[GIVEN REQUEST] Which lines of the data below contain the word "white"? Show each of those lines in full, treating uppercase and lowercase as different.

***** INPUT *****

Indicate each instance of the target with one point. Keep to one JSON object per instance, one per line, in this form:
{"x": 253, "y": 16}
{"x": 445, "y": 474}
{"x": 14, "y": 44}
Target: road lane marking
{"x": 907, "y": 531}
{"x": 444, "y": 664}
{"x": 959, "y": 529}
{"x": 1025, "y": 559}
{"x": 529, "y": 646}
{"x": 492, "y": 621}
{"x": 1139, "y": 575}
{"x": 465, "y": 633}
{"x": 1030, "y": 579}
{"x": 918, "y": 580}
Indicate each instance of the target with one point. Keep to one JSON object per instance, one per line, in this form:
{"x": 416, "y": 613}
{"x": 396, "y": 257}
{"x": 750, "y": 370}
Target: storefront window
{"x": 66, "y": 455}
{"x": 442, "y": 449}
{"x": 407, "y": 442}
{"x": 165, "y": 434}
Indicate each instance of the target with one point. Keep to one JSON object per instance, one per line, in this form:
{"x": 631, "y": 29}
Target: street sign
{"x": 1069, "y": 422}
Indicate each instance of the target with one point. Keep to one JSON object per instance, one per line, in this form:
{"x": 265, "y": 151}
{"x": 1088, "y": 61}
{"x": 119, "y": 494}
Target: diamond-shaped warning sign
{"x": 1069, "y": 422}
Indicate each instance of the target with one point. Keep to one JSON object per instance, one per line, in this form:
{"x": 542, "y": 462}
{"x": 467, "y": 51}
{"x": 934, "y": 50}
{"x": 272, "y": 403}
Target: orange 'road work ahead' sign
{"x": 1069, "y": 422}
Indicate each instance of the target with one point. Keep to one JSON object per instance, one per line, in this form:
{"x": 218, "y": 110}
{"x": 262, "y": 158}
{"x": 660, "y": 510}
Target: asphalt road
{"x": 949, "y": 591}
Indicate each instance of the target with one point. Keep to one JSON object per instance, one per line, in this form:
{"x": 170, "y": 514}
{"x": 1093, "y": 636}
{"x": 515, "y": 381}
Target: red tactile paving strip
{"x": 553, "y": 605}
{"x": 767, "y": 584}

*****
***** INPUT *****

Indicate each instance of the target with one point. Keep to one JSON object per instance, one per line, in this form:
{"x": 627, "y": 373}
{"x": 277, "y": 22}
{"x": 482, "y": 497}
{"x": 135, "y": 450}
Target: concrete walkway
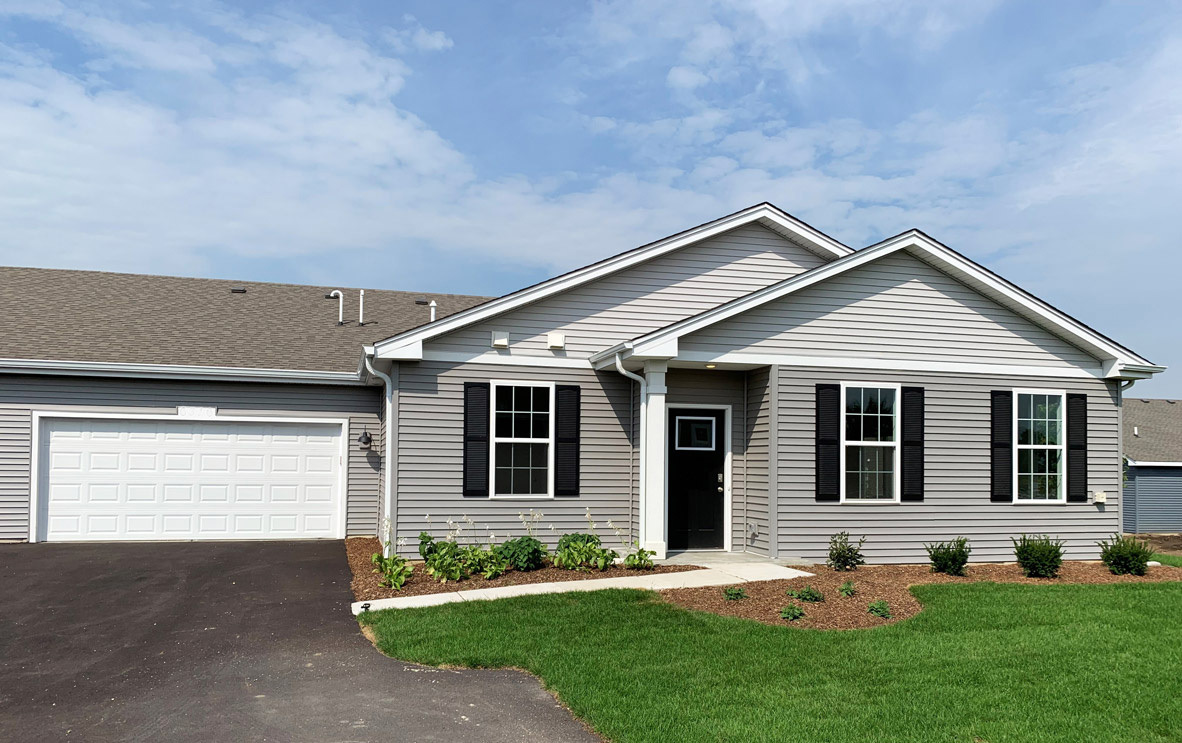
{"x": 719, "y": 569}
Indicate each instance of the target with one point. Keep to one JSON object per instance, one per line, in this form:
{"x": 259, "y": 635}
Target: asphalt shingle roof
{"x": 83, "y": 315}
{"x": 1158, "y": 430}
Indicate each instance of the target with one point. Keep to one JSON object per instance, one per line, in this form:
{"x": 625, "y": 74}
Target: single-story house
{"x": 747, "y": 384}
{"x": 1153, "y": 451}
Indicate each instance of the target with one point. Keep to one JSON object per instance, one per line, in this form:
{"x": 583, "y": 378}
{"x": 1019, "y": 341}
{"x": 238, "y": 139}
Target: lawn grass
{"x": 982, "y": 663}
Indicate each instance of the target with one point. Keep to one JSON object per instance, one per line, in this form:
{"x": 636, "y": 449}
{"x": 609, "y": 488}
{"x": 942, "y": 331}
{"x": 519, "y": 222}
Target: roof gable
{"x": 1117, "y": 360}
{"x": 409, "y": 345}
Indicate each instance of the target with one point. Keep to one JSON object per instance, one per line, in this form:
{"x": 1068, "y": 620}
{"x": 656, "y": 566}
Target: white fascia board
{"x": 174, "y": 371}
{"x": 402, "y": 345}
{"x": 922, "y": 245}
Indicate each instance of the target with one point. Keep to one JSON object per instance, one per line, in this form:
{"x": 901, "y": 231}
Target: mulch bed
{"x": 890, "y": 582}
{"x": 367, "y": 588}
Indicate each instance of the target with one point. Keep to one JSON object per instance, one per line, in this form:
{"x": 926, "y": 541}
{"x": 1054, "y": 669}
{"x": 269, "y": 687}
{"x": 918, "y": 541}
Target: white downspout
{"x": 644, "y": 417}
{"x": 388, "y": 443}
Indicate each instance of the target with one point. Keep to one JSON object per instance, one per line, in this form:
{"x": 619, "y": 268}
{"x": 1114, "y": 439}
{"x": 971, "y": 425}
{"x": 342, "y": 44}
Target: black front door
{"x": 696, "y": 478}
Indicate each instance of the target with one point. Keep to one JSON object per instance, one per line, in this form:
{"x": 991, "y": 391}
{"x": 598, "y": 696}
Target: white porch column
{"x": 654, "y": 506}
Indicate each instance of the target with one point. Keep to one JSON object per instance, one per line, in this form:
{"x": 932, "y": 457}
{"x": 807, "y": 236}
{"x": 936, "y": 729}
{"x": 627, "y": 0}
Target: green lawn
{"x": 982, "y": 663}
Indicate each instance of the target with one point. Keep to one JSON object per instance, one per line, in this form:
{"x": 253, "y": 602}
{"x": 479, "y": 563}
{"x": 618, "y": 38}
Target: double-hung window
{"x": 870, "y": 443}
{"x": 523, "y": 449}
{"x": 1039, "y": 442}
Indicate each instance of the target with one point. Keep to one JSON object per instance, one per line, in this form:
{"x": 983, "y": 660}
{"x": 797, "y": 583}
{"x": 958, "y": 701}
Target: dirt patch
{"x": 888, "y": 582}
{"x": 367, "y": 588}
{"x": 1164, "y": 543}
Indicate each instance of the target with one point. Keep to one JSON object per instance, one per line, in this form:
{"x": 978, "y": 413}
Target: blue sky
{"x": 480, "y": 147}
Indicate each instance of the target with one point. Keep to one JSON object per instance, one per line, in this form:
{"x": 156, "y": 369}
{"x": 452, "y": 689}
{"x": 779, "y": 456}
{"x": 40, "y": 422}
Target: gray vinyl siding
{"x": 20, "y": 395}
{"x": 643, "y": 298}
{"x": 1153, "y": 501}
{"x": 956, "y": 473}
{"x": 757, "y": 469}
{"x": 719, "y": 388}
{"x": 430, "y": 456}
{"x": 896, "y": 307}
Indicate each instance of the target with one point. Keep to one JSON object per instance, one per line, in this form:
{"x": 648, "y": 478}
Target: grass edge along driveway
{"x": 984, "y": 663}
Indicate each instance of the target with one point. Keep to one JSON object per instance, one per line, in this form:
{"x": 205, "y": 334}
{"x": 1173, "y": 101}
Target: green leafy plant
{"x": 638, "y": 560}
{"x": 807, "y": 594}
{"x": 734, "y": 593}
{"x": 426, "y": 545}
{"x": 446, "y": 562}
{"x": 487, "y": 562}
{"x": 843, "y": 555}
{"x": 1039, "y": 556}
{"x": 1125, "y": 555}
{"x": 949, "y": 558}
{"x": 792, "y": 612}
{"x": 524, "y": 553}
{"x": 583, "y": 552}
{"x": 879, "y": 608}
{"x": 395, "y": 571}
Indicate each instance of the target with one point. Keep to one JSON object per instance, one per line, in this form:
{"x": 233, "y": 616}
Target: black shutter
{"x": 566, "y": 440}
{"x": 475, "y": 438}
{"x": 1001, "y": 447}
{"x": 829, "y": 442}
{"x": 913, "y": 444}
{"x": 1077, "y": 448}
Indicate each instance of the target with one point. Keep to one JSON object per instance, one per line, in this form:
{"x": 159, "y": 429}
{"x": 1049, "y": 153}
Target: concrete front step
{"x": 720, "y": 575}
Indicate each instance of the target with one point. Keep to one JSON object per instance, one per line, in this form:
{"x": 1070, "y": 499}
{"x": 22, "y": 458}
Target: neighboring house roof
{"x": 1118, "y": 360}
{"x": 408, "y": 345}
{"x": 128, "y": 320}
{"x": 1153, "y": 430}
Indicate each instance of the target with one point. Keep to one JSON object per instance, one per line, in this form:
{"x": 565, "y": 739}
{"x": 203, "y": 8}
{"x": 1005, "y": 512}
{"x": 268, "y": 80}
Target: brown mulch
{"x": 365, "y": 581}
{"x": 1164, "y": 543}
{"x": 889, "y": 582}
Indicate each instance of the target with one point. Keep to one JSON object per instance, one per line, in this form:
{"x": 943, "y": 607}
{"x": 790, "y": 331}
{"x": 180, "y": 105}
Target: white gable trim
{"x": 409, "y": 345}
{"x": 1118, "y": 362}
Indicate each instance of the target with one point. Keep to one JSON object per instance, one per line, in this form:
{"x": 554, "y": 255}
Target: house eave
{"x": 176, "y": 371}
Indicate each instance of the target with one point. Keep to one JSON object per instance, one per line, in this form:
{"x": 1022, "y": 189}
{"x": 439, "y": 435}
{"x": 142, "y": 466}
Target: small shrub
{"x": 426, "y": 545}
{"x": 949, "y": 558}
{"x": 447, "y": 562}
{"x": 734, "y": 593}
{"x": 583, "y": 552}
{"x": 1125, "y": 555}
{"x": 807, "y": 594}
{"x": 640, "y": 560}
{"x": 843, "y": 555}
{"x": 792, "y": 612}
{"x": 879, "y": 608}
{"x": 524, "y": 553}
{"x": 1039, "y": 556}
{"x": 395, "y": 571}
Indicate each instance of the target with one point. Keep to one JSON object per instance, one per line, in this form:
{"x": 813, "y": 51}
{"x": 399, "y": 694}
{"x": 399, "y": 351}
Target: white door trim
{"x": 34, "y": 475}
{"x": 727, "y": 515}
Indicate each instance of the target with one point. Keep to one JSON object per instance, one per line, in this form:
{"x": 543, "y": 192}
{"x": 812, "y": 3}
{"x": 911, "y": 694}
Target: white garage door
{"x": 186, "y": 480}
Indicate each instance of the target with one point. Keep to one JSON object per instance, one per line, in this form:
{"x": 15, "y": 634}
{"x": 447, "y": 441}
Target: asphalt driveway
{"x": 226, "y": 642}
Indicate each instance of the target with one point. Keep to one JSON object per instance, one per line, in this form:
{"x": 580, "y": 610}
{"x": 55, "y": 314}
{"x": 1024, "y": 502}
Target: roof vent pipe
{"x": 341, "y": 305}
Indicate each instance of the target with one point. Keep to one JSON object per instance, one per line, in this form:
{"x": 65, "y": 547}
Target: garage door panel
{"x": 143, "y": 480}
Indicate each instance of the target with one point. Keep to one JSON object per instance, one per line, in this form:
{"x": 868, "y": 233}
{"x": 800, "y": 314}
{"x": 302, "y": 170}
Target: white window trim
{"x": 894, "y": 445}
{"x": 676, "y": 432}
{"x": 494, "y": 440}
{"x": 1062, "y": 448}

*****

[RESULT OF THE EXERCISE]
Target: white fascia board
Target: white downspout
Target: white porch column
Target: white gable trim
Target: white door trim
Target: white garage door
Target: white window trim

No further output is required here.